Referring expression data
------------------------------------------------------------------------

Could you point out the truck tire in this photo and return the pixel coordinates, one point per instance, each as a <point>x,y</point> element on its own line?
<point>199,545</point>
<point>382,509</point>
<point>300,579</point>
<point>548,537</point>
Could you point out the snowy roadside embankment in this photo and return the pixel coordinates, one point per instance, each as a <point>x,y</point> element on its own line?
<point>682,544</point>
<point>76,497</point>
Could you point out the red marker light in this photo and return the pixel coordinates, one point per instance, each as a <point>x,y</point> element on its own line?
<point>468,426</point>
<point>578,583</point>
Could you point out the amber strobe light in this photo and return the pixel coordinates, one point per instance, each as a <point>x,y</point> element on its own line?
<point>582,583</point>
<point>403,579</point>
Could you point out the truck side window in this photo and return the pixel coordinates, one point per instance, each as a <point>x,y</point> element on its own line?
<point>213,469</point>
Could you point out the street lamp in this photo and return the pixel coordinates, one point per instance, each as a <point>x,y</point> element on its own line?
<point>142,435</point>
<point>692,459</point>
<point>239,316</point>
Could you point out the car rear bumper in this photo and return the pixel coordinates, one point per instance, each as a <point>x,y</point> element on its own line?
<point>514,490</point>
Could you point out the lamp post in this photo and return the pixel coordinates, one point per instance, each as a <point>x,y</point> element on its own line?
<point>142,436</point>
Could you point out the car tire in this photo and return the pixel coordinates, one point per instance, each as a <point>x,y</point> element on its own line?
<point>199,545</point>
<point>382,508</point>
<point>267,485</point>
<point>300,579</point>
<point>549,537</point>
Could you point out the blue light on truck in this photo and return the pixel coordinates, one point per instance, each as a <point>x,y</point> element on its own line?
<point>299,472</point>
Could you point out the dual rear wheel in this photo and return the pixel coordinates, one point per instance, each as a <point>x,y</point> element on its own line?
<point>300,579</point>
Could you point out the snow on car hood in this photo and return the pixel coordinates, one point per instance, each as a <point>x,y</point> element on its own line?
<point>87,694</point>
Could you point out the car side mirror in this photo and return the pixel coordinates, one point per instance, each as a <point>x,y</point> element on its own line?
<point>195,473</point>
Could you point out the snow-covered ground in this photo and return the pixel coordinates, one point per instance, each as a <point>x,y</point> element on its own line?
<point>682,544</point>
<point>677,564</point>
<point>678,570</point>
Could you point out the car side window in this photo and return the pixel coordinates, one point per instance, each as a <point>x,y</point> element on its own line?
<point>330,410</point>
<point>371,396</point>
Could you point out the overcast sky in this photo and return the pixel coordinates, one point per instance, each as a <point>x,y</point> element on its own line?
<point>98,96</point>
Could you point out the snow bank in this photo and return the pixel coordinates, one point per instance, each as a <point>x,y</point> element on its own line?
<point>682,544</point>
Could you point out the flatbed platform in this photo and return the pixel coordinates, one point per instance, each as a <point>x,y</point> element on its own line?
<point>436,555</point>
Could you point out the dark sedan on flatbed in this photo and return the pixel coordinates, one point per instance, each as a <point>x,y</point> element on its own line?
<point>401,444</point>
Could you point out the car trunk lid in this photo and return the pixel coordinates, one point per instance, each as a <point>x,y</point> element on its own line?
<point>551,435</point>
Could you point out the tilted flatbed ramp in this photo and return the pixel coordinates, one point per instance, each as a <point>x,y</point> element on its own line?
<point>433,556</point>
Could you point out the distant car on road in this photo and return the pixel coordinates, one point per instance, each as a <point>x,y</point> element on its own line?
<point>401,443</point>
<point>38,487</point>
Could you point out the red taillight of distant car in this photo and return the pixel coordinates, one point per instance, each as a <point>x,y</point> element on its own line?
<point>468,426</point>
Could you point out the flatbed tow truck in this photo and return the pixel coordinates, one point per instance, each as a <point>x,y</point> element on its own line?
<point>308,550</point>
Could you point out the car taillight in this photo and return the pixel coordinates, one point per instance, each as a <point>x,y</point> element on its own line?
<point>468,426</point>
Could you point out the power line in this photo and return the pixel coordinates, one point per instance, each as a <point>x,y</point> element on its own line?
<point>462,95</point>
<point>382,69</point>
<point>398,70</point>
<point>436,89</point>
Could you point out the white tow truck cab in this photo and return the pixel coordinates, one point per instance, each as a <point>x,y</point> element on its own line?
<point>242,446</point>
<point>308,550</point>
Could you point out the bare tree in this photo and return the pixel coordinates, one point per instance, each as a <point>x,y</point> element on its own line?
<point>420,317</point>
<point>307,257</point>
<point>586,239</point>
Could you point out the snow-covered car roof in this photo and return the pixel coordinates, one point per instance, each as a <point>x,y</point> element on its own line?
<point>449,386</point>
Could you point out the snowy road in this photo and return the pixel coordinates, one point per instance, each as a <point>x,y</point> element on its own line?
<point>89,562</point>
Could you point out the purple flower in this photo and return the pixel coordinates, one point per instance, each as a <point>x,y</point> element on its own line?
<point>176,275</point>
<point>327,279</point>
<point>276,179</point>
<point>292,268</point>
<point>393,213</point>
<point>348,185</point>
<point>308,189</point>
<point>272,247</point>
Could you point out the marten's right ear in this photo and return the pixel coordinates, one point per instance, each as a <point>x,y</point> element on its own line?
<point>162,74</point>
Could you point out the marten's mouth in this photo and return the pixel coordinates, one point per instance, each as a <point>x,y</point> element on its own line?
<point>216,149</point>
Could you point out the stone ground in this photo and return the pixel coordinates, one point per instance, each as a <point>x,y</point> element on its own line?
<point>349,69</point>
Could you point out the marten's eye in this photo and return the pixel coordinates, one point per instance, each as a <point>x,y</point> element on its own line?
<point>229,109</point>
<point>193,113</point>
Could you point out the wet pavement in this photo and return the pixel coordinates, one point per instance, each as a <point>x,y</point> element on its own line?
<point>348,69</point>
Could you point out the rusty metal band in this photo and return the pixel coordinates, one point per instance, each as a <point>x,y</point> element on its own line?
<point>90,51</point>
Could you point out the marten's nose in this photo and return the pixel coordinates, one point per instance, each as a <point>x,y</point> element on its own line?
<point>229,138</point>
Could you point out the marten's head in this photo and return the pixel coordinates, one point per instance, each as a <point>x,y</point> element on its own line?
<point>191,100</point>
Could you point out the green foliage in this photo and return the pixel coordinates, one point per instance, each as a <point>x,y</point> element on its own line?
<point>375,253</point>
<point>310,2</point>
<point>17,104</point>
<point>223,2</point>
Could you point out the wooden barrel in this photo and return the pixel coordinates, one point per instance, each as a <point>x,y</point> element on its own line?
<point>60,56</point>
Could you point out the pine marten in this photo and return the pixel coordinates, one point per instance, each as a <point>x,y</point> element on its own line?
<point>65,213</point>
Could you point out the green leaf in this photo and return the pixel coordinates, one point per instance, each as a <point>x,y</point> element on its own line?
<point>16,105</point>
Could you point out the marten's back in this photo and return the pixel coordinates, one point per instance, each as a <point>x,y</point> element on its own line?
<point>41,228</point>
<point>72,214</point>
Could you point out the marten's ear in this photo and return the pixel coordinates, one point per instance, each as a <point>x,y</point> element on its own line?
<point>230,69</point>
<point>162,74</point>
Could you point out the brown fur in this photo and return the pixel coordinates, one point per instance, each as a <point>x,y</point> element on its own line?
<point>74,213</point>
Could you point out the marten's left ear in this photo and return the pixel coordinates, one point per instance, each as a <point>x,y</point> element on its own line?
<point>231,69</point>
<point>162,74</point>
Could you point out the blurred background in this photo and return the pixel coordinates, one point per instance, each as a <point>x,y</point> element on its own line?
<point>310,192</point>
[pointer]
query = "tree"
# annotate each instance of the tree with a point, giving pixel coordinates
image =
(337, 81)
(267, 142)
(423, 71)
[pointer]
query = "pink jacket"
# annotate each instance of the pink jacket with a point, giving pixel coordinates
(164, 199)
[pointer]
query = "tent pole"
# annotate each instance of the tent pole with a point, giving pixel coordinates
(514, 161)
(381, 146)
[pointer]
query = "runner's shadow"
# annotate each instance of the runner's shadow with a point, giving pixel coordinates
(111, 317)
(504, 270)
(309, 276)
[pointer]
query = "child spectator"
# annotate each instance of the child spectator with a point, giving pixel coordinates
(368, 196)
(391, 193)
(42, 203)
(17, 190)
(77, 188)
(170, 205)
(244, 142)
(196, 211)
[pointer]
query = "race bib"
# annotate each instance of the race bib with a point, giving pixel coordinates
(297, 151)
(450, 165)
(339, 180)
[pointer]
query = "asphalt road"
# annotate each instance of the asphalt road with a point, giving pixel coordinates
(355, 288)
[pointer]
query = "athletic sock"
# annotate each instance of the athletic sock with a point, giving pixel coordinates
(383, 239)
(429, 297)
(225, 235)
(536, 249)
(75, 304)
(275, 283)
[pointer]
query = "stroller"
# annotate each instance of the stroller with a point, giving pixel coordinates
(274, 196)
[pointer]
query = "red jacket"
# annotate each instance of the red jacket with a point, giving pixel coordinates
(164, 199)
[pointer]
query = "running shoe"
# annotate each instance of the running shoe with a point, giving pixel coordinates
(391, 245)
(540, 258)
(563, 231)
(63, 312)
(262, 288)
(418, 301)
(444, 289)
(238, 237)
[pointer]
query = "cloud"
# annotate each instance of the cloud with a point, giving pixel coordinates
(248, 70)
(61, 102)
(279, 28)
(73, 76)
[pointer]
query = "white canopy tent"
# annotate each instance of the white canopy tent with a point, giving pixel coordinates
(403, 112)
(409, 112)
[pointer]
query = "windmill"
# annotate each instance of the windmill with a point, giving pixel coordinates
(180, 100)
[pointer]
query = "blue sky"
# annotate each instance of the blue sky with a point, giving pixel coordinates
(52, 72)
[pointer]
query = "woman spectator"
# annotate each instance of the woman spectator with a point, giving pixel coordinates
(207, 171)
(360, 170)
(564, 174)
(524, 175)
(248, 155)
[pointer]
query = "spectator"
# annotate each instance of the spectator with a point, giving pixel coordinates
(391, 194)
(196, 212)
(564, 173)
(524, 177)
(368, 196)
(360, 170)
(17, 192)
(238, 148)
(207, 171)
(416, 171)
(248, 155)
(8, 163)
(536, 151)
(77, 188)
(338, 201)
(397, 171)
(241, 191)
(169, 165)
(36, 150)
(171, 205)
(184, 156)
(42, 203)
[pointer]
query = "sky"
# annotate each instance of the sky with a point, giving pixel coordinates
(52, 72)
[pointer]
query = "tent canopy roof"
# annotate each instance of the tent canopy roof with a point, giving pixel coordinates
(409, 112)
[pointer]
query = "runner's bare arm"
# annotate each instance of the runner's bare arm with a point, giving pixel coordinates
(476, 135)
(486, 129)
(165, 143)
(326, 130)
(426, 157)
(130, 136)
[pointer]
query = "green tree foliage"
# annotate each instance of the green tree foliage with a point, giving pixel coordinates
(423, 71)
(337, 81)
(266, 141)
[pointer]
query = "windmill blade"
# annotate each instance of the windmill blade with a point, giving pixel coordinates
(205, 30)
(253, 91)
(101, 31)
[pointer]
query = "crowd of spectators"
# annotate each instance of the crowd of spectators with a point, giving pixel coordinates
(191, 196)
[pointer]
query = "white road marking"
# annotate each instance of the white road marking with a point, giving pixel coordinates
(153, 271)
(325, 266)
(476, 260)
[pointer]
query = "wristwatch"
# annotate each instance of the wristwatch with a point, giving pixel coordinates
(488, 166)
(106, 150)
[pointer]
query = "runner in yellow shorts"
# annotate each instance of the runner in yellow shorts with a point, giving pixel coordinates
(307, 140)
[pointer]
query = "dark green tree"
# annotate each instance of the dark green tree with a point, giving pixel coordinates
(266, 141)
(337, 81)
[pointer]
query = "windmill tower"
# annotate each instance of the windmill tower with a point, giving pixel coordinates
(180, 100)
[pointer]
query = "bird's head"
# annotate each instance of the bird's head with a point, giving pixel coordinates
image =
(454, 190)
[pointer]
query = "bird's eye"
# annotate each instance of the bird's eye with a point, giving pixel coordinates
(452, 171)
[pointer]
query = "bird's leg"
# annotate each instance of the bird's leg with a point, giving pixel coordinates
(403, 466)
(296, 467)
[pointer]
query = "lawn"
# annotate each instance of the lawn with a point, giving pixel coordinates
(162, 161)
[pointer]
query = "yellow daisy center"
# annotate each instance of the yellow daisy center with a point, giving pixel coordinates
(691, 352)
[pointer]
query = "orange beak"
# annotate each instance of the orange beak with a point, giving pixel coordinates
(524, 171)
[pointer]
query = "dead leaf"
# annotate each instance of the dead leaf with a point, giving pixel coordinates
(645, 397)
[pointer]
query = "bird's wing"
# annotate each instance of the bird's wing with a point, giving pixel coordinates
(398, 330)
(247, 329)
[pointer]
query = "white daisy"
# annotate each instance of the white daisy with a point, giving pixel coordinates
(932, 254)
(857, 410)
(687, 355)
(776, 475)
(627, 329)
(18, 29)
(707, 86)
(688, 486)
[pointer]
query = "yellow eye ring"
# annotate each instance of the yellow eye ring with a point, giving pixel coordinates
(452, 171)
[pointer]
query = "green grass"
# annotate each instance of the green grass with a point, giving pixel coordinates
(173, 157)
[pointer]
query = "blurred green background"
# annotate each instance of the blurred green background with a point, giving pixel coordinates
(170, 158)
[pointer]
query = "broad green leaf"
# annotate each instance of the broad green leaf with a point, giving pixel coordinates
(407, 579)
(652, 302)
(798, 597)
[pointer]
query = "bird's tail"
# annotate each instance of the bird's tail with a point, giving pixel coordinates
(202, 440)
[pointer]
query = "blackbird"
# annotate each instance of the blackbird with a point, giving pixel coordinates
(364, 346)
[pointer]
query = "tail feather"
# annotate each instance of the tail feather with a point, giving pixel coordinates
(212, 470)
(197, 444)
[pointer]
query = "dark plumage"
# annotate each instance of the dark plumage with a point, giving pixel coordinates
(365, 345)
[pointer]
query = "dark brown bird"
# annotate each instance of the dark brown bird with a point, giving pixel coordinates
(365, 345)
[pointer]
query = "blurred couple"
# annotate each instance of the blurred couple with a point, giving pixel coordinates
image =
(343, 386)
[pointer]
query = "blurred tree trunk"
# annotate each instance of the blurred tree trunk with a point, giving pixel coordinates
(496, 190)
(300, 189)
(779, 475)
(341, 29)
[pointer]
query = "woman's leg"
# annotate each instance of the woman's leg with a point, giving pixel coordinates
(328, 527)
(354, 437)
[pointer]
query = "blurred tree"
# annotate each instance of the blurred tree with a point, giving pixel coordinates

------------------------------------------------------------------------

Show every line of the records above that contains the word "couple".

query = "blurred couple"
# annotate each instance of the blurred couple with a point, giving pixel coordinates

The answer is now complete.